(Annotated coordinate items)
** begin **
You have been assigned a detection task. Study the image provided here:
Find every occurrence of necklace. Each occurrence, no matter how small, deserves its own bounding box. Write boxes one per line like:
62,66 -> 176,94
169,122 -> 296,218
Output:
** end **
Instruction: Copy the items above word for word, with nothing changed.

Response below:
You have been assigned a detection task. Study the image provided here:
Find every occurrence of necklace. Each occurrence, no matter how small, deserves its own bounding box. Write boxes one per line like:
62,66 -> 176,94
169,122 -> 296,218
Output:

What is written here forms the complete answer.